À faire
**A)** Répondez à ces questions d'après l'extrait :
(i) Quelle croyance centrale le tableau associe-t-il à la personnalité narcissique ?
(ii) Quel comportement le tableau attribue-t-il à la personnalité dépendante ?
(iii) Selon Bejerot, Ekselius et von Knorring (1998), dans quelle fourchette varie la coexistence de troubles de personnalité dans le TOC ?
**B)** Citez toutes les personnalités que le tableau de l'extrait classe sous « Personnalités anxieuses et peureuses ».

Extrait
○ ○ ○ ○

Tableau 2. Croyances fondamentales et troubles de la personnalité (d’après Beck, in Cottraux, 1995)
Personnalité Croyance centrale Comportement
Personnalité excentriques et bizarres
Paranoïaque Les autres sont des ennemis potentiels Etat de guerre
Schizoïde J'ai besoin d'espace, sinon: confusion Isolement
Schizotypique Le monde et les autres sont étranges Méfiance
Personnalités dramatiques, émotionnelles et désorganisées
Antisociale Les autres sont des proies Attaque
Histrionique Je dois impressionner les autres Dramatisation
Limite (borderline) Personne n'est assez fort pour m'aider Fuite, attaque
Narcissique Je suis quelqu'un de spécial Inflation de soi
Personnalités anxieuses et peureuses
Evitante Je peux être "blessé (e)" Evitement
Dépendante Je suis faible et sans protection Attachement
Obsessive-compulsive Je ne dois jamais faire aucune erreur Perfectionnisme
Passive-agressive On pourrait "me marcher dessus" Résistance

En clinique, nous avons observé la comorbidité assez importante de troubles de la personnalité chez les patients obsessionnels-compulsifs et phobiques sociaux. Selon Johnson et coll. (1995), la comorbidité de la phobie sociale avec les troubles de personnalité est assez importante. Surtout est associée, la personnalité évitante qui est estimée de 21% à 90%; la personnalité obsessive-compulsive chez les phobiques sociaux varie de 10% à 28,6%. D’autre part, selon Bejerot, Ekselius et von Knorring (1998), la co-existence de troubles de personnalité dans le TOC varie de 33% à 87%. Le trouble de personnalité obsessive-compulsive est associé dans 4% à 55% des cas. Le taux du trouble de la personnalité évitante associé au TOC est aussi assez élevé, il varie de 22% à 55% selon les études (Joffe et coll., 1988, Baer et coll. 1992, Black et coll., 1993, Bejerot, Ekselius et von Knorring, 1998, Matsunaga et coll., 1998). Mais, selon Joffe et coll. (1988), Baer et coll. (1990), les obsessionnels ont moins de troubles de personnalité obsessive-compulsive que d’autres troubles de la personnalité dans la classe C du DSM-IV; selon Mavissakalian et coll. (1993), il n’y a pas de différence des profils de personnalité chez les TOC, les agoraphobes et les anxieux généralisés (GAD). Le trouble de personnalité pourrait recouvrir certains schémas cognitifs dont l’infériorité.

○ ○ ○ ○

Items fournis
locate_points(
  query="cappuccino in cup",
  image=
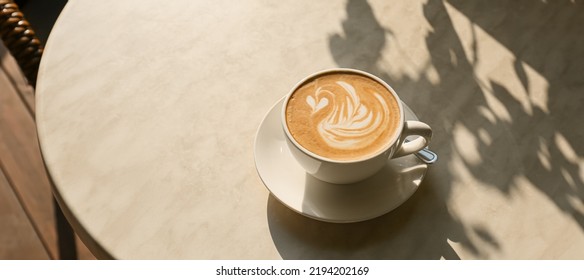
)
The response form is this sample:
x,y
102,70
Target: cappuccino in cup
x,y
342,116
342,125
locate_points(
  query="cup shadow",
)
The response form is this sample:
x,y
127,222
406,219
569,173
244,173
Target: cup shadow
x,y
299,237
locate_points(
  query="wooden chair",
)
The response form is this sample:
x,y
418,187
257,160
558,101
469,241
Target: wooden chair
x,y
24,45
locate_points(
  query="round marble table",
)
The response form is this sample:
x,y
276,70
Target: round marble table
x,y
147,113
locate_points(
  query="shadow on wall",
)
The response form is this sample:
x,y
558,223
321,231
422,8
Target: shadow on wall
x,y
542,145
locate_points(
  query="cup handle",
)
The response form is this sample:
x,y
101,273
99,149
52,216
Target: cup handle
x,y
413,128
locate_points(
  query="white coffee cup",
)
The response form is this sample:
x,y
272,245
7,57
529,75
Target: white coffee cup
x,y
354,170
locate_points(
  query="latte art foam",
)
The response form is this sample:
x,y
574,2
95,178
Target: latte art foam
x,y
342,116
348,123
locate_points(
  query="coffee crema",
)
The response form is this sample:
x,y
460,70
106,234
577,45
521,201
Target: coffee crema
x,y
342,116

○ ○ ○ ○

Réponses aux consignes
**A)**
(i) « Je suis quelqu'un de spécial »
(ii) L'attachement
(iii) De 33 % à 87 %

**B)** Evitante, Dépendante, Obsessive-compulsive, Passive-agressive